## WRITTEN EXERCISE
Extract every line from the first one through the line containing "POLYGON ((132 334, 118", both included, and reproduce them without any change.

Records drawn from a data source:
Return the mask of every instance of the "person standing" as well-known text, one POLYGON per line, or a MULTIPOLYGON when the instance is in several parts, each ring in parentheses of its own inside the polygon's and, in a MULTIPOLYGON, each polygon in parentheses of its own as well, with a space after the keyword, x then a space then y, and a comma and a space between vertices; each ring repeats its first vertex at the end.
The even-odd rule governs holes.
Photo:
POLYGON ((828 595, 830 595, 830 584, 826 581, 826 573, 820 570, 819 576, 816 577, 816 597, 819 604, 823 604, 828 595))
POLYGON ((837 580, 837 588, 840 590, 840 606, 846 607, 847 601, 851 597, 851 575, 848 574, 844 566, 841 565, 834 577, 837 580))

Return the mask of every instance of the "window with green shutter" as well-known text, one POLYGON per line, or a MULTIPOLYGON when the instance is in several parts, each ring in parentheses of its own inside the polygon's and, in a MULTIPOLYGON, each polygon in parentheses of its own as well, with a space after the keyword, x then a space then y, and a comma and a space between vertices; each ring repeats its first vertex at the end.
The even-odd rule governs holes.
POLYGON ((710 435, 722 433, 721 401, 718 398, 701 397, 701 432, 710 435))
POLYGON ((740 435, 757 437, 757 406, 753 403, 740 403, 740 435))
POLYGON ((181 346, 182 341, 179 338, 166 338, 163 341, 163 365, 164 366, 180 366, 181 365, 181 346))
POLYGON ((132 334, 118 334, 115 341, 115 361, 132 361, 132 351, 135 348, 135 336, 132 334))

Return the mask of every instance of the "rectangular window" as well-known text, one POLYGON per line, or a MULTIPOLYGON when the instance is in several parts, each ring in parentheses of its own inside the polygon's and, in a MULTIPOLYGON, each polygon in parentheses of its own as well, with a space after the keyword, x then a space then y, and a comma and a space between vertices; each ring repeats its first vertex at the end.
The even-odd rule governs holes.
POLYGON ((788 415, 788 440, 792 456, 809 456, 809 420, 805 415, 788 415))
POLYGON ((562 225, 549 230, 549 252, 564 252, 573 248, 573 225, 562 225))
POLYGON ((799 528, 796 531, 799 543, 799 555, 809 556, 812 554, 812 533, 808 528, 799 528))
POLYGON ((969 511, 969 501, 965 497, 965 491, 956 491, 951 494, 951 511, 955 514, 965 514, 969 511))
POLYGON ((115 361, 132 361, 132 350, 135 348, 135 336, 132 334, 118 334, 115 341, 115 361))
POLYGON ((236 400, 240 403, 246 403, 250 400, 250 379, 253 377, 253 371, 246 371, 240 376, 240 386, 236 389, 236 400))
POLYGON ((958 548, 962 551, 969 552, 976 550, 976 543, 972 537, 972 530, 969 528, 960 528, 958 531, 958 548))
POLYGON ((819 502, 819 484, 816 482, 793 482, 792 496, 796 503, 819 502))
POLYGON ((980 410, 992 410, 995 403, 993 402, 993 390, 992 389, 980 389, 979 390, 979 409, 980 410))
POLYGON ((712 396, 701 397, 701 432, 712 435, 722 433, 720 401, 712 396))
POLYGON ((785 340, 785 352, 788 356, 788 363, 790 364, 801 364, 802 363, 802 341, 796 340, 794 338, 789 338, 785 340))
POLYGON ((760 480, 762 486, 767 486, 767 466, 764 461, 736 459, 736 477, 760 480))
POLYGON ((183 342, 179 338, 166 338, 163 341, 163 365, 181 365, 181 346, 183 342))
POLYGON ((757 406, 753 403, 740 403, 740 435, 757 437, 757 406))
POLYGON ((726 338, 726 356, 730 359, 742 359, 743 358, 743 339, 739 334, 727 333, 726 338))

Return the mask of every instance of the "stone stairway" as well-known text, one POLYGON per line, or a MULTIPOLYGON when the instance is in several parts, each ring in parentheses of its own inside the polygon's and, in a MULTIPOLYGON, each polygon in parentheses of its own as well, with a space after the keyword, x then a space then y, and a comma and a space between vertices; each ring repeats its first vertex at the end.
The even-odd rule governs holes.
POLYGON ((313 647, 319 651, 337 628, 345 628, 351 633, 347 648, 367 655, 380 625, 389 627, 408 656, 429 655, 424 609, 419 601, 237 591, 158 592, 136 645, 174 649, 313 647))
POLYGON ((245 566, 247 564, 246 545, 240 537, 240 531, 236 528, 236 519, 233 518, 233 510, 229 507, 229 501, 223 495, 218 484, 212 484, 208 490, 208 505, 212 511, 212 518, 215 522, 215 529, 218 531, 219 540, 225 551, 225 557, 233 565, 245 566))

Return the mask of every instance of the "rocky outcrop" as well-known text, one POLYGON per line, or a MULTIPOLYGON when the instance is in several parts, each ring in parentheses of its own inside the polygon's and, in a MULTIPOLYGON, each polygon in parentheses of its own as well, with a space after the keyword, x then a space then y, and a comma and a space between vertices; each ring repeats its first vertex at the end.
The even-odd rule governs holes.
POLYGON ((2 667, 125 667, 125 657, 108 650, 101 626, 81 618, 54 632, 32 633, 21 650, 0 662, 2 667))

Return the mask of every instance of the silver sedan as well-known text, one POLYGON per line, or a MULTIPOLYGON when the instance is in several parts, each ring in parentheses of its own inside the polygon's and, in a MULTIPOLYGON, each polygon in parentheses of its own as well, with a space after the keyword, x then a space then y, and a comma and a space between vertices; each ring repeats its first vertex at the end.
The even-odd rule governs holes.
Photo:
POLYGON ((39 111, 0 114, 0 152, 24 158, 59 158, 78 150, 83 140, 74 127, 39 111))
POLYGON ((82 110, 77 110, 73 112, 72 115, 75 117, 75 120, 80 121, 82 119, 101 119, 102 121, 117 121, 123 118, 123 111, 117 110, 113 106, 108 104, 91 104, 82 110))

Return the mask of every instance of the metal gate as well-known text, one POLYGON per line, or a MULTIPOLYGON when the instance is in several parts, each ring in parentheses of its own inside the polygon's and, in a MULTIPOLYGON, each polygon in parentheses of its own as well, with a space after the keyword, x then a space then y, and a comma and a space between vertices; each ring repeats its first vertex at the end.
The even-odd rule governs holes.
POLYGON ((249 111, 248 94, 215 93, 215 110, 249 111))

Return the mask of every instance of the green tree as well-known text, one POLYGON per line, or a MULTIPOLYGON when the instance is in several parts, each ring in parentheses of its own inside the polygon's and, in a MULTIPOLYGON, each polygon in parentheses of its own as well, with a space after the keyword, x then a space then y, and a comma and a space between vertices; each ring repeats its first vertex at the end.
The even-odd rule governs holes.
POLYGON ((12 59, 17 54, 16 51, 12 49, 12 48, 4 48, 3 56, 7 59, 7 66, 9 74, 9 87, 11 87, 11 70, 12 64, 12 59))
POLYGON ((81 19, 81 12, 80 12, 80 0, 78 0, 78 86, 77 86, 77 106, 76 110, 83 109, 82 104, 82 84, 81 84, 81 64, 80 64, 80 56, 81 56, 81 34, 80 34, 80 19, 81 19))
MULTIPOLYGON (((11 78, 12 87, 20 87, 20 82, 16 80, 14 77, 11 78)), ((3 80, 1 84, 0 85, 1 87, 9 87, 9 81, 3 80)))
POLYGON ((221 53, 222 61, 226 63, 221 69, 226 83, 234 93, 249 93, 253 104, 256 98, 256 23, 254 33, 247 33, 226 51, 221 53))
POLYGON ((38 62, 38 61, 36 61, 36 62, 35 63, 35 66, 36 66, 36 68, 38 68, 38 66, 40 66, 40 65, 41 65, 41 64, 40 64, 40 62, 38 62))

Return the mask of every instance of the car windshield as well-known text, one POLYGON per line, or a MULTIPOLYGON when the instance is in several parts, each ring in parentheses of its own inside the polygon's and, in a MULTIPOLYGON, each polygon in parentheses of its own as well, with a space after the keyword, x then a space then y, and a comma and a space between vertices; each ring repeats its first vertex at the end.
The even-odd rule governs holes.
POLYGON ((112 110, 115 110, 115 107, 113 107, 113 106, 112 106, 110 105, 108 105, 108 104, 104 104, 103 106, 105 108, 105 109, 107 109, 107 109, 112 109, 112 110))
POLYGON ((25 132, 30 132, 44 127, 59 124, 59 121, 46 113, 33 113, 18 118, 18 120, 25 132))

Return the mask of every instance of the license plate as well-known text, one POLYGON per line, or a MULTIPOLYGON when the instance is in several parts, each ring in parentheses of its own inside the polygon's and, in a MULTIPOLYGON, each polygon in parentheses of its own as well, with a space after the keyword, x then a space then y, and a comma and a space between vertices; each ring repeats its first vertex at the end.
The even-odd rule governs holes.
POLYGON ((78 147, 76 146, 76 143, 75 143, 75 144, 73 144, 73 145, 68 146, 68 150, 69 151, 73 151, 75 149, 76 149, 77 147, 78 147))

## FINAL ANSWER
Return the mask of every instance of the "person standing" as well-known text, one POLYGON per line, or a MULTIPOLYGON when the instance is in several parts, each ring in parentheses of its own inside the polygon's and, in a MULTIPOLYGON, each polygon in parentheses of its own as well, with a space after the keyword, x then a space then y, and a comma and a space between vertices; each ring repeats its first vertex at the end.
The even-odd rule governs holes.
Photo:
POLYGON ((828 595, 830 595, 830 584, 826 581, 826 573, 820 570, 819 576, 816 577, 816 597, 819 604, 823 604, 828 595))
POLYGON ((837 580, 837 588, 840 590, 840 606, 846 607, 847 601, 851 597, 851 575, 848 574, 844 566, 841 565, 834 577, 837 580))

Return the mask of every instance of the "window with green shutter" as well-known text, one POLYGON per line, or a MULTIPOLYGON when the instance is in several parts, each ring in parentheses of its own inside the polygon's and, in a MULTIPOLYGON, each polygon in parentheses of its own as well, with a space after the keyword, x then a space then y, and a comma and a space between vertices; each ring repeats its first vertex at the end.
The even-odd rule governs holes.
POLYGON ((710 435, 722 433, 721 401, 718 398, 701 397, 701 432, 710 435))
POLYGON ((740 435, 757 437, 757 406, 753 403, 740 403, 740 435))
POLYGON ((181 346, 182 341, 179 338, 166 338, 163 341, 163 365, 164 366, 180 366, 181 365, 181 346))
POLYGON ((132 334, 118 334, 115 341, 115 361, 132 361, 132 351, 135 348, 135 336, 132 334))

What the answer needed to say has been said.